* START Exercise inputs *

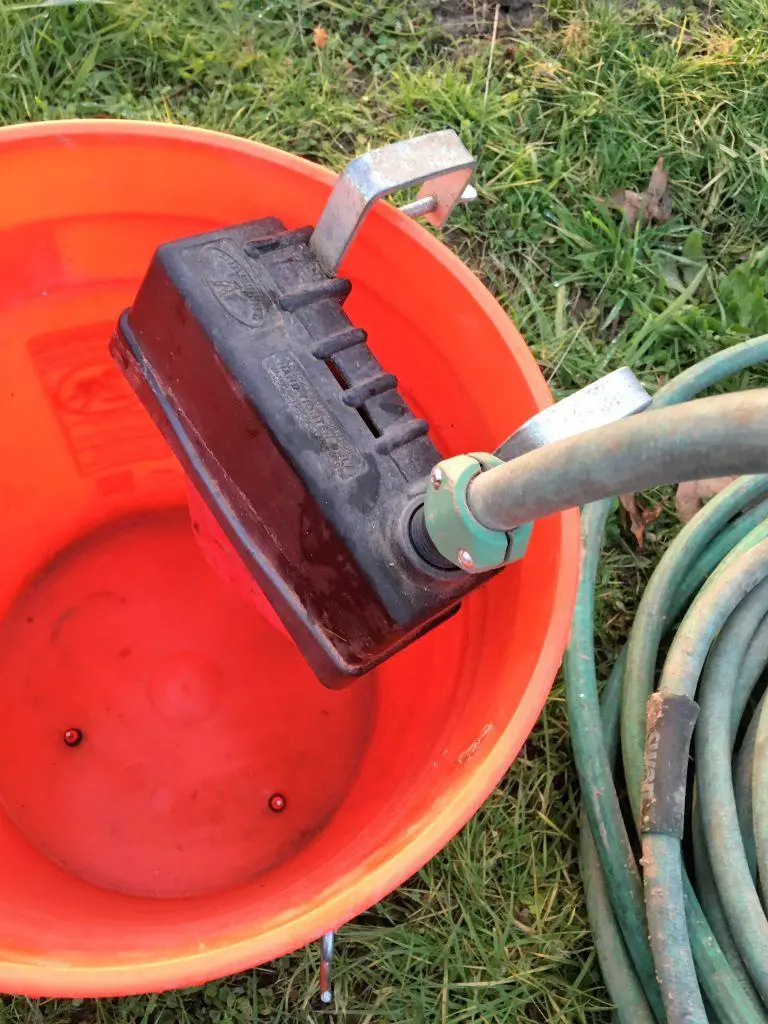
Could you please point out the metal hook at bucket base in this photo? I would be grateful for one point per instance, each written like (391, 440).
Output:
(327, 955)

* END Exercise inputs *
* START Exercise inputs *

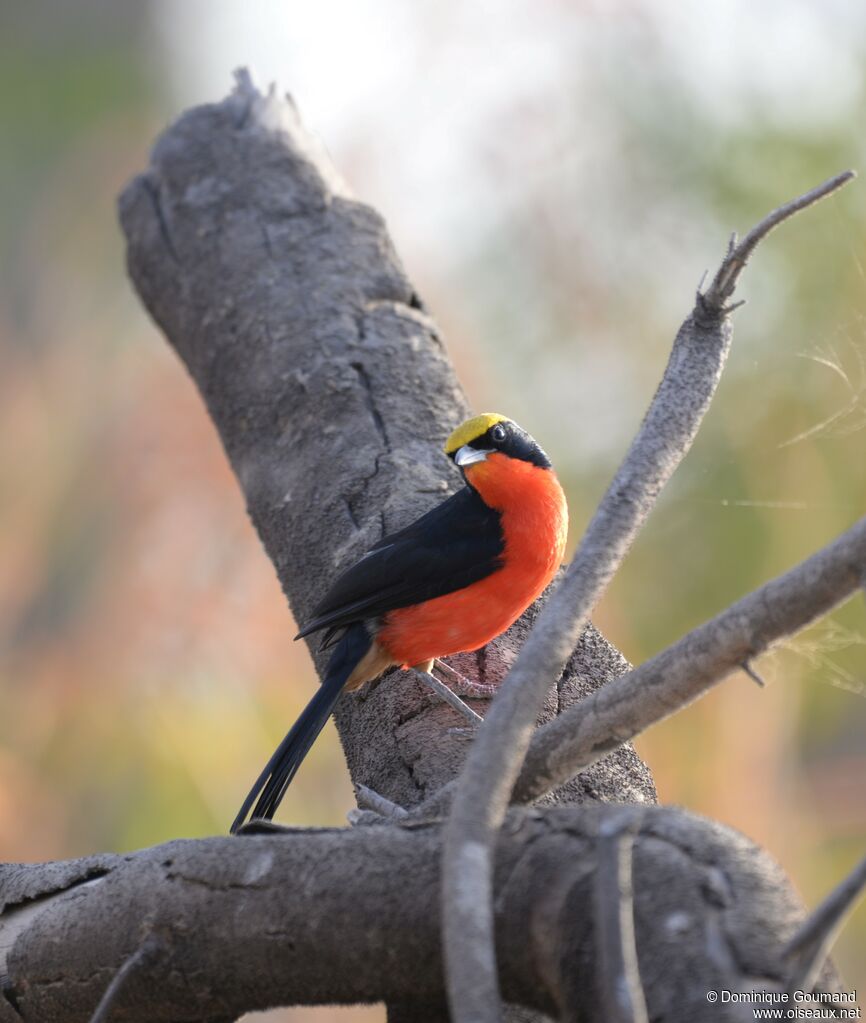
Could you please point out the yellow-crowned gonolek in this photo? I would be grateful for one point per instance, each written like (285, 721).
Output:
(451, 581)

* END Exercise inputs *
* START Exercise inputs *

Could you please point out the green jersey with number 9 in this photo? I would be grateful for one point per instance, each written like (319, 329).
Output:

* END Exercise inputs *

# Aim of the exercise:
Show each line of the listing above that contains the word "grateful", treating uppercase and lowercase as different.

# Solved exercise:
Could you please point out the metal hook at bucket base in this photo? I would be grateful for one point per instance, each written like (391, 440).
Could you please point out the yellow-crowned gonolek in this photo? I would be grateful for one point per instance, each written like (285, 721).
Could you please point out the green jersey with number 9 in this photo? I would be grateful for one point per instance, each written like (319, 329).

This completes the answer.